Reproduce without change the lines in the material below that run from the one with "Show every van rear" to the end, and nothing more.
START Input for this task
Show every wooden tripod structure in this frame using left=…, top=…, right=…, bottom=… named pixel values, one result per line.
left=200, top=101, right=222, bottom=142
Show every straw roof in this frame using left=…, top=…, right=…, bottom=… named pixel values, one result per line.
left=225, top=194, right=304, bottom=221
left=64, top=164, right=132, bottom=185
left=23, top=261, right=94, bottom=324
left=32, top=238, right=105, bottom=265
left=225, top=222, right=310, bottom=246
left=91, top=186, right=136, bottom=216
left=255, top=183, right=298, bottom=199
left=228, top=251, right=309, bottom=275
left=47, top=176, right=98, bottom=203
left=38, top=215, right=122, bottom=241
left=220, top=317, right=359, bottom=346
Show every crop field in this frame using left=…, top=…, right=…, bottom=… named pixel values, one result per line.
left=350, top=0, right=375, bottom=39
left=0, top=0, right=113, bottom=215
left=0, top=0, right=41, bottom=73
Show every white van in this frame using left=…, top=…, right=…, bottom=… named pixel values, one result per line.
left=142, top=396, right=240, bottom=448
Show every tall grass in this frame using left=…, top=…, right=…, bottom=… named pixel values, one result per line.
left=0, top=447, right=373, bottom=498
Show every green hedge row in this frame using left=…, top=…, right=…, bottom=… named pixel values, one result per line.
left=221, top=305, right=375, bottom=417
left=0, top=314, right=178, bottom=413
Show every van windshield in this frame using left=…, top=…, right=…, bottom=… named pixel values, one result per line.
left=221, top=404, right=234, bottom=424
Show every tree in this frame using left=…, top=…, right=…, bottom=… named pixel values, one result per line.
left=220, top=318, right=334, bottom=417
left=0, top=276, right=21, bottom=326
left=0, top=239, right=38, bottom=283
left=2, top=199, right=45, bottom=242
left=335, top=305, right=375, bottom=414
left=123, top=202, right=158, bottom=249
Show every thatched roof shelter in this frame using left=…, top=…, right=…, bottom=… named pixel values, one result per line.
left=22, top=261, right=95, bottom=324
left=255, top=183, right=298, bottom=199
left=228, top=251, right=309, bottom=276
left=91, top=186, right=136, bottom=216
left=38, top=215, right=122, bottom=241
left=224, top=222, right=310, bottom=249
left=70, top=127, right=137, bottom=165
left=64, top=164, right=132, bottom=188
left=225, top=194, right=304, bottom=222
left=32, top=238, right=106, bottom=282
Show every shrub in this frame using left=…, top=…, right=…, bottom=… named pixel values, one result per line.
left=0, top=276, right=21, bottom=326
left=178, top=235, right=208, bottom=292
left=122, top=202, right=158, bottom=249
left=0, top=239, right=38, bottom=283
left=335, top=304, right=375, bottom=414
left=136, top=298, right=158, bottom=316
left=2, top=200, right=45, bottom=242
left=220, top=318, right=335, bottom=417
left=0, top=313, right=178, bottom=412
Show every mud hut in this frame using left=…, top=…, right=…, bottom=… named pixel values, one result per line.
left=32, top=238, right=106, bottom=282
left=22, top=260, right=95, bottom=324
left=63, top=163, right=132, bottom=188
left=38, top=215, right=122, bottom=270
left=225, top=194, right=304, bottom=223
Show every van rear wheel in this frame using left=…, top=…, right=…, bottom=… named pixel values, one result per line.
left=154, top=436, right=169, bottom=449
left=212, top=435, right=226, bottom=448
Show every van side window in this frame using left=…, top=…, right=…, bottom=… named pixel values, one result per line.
END Input for this task
● Written response:
Show every van rear wheel in this frame using left=…, top=…, right=…, bottom=… named pixel values, one result per line.
left=154, top=436, right=169, bottom=449
left=212, top=435, right=226, bottom=448
Show every van side window in this frame using left=…, top=…, right=…, bottom=… named pixel values, one result per line.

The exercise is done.